RECORDS SUPPLIED.
######

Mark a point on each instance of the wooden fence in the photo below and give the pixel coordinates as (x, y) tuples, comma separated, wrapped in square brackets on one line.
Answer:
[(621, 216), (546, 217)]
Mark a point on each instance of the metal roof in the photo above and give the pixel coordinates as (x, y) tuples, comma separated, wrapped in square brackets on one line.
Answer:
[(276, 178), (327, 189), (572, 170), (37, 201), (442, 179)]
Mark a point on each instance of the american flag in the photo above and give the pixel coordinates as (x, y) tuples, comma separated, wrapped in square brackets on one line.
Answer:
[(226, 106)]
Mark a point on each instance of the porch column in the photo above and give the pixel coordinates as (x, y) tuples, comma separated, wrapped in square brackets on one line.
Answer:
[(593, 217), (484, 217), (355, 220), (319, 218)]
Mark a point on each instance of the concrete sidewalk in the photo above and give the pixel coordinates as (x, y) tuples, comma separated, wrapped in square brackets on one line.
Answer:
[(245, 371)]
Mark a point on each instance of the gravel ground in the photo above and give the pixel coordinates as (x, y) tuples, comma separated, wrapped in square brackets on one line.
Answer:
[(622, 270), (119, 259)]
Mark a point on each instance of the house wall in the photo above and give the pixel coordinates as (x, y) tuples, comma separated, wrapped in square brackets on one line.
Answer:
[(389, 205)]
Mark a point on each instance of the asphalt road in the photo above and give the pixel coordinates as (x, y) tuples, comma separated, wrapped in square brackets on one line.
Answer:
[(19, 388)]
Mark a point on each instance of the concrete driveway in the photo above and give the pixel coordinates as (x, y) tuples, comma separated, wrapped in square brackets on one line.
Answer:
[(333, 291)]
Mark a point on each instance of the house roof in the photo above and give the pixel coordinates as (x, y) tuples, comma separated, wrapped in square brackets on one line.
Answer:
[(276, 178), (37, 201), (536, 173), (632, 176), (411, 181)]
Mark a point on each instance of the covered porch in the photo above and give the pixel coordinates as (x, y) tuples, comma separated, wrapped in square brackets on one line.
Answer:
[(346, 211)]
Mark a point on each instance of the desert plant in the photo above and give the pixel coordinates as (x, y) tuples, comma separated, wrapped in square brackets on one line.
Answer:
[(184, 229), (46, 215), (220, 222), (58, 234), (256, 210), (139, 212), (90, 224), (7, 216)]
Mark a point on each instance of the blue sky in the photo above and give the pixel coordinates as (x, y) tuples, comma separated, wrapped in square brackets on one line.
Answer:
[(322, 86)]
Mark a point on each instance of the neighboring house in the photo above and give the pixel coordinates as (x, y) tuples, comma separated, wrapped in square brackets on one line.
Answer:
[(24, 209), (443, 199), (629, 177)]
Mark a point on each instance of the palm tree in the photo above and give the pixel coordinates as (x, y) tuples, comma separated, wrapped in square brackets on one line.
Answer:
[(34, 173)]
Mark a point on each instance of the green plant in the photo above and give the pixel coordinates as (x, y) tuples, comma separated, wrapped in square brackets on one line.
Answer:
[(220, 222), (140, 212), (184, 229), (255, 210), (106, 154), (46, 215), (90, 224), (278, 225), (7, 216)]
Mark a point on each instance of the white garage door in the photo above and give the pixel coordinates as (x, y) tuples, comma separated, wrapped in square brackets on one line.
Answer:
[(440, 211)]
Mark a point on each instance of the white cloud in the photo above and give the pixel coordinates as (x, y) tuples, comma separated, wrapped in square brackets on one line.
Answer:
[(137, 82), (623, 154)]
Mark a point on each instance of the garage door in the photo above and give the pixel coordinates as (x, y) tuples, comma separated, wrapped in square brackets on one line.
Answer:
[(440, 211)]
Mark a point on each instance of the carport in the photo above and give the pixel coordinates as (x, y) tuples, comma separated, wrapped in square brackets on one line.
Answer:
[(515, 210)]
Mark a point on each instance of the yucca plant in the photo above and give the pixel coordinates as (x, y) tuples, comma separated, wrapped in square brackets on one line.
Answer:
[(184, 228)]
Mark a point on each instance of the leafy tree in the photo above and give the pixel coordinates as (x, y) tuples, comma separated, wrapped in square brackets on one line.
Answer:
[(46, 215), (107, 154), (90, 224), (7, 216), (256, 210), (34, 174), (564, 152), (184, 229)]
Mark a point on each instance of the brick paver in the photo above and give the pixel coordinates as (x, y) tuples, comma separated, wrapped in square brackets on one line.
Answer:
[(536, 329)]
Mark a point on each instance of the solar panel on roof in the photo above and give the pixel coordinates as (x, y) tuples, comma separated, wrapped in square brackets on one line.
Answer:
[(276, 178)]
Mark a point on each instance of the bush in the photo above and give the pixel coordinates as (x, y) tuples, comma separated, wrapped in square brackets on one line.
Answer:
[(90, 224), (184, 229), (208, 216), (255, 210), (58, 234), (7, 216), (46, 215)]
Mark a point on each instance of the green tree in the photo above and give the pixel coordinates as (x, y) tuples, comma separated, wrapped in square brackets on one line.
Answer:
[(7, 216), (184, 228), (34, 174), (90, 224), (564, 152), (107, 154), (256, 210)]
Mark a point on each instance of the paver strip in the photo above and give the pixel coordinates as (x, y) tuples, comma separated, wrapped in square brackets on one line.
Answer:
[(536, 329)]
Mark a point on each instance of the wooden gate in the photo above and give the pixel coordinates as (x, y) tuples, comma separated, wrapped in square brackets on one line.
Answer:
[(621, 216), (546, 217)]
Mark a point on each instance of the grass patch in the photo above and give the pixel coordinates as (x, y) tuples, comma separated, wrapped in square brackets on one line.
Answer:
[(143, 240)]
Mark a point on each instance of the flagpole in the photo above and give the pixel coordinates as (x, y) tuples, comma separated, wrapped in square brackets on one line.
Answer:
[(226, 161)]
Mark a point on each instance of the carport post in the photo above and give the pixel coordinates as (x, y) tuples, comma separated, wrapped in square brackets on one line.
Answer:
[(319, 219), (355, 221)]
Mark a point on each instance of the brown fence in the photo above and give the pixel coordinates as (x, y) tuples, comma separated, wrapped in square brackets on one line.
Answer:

######

WORK TO COMPLETE. Reproduce every line from the one containing "Mark a point on each instance of the porch" through the one containing "[(245, 371)]", requests included, and shift each coordinate value in the answers by adding -145 to it.

IN RESPONSE.
Mark a point on each instance of the porch column in the photo above and give the pixel coordinates as (x, y) tuples, comma separated, wrapped in square brackets on one line.
Answer:
[(448, 72), (339, 72), (210, 75), (174, 73)]
Mark a point on each instance of the concrete sidewalk in the photo above and give the pixel coordinates as (x, y) tuples, comma separated, wrapped in square brackets on one line.
Answer:
[(100, 226)]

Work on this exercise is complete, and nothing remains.